* Set problem: Rewrite the items from the line containing "Rules: pick out each instance of the sweater" up to and including the line containing "[[197, 150]]", changing "sweater sleeve" to "knit sleeve" and leaving everything else unchanged.

* Given information:
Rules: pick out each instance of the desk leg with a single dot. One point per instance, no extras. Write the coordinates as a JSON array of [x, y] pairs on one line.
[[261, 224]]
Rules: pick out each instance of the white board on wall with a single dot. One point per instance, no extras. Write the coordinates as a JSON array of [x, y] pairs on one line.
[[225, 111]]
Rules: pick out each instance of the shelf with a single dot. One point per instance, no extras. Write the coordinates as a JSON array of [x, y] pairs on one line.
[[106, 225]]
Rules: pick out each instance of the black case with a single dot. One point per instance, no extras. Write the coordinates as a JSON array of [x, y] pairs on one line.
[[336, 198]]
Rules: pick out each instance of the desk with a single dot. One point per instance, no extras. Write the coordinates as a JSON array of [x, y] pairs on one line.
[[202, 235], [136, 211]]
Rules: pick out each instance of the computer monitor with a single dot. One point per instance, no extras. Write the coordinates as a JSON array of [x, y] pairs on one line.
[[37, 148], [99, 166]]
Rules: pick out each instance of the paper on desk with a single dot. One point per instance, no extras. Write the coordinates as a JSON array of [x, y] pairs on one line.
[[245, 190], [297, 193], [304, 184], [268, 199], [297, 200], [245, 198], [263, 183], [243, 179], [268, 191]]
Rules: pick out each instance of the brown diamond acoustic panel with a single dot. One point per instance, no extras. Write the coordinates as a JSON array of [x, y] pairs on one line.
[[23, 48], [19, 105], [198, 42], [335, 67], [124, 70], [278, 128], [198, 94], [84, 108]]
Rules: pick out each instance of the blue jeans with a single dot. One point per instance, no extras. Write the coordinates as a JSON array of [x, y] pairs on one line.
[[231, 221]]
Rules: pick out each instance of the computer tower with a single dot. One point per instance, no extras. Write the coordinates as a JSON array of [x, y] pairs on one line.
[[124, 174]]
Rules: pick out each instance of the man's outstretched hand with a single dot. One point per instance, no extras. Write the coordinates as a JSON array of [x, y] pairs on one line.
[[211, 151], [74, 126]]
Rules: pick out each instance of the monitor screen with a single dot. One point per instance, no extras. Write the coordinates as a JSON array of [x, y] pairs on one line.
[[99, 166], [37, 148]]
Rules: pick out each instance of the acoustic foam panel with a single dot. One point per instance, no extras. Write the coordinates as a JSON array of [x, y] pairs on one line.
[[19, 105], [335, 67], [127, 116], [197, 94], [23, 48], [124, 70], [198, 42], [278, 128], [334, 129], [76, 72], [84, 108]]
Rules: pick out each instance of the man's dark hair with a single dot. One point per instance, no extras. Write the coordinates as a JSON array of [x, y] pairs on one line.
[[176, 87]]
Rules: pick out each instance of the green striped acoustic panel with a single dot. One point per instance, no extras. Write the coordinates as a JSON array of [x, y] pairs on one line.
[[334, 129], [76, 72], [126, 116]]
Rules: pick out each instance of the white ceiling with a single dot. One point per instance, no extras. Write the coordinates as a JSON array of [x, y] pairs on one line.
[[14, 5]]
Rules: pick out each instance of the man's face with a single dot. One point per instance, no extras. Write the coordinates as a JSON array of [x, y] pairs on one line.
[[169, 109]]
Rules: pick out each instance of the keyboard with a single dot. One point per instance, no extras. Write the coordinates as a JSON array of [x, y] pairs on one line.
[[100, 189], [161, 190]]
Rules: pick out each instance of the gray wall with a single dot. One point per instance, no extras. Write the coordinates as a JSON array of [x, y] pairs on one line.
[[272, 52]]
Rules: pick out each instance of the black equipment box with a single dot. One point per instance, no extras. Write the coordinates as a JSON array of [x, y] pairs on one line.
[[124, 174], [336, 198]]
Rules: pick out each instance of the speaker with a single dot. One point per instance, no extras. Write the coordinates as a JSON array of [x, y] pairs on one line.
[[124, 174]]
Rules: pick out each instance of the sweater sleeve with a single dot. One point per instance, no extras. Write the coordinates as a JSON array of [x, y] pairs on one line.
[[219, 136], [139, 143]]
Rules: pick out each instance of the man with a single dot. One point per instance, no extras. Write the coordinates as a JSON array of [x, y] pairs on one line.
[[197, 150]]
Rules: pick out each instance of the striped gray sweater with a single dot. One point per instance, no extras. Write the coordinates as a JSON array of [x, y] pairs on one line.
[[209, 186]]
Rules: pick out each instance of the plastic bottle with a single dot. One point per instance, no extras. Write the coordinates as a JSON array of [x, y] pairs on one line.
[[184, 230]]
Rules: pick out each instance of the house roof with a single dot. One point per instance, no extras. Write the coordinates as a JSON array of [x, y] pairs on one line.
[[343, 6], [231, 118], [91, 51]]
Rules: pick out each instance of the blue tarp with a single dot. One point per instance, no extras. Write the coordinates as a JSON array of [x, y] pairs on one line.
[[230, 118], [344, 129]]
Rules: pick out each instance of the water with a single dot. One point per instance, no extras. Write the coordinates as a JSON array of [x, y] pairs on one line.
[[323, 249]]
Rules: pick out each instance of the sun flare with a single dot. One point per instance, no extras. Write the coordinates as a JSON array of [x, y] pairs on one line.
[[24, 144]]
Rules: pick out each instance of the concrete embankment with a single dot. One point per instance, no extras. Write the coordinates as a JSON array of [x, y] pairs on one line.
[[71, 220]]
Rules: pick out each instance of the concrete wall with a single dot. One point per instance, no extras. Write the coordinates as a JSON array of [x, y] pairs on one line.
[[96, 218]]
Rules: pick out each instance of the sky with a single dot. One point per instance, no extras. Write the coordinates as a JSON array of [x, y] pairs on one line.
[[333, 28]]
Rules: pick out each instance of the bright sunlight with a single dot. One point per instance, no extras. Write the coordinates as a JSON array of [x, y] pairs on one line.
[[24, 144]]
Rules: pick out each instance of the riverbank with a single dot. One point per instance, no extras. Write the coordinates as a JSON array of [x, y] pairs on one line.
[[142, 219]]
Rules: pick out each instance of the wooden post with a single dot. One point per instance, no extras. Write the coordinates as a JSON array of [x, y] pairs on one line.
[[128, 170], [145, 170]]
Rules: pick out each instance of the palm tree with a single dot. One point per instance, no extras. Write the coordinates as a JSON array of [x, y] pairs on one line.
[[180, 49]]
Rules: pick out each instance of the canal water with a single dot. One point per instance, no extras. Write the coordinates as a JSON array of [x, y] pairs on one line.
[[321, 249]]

* Answer below:
Rules: pick out each instance of the knit sleeve with a single dot. One point per instance, no extras. Write the coordinates as a JSON array of [x, y] pairs on one line.
[[219, 136], [139, 143]]
Rules: pick out each instance of the man with a single dot. One point per instance, no extras. Write the coordinates as a JSON array of [x, y] pairs on one line.
[[197, 150]]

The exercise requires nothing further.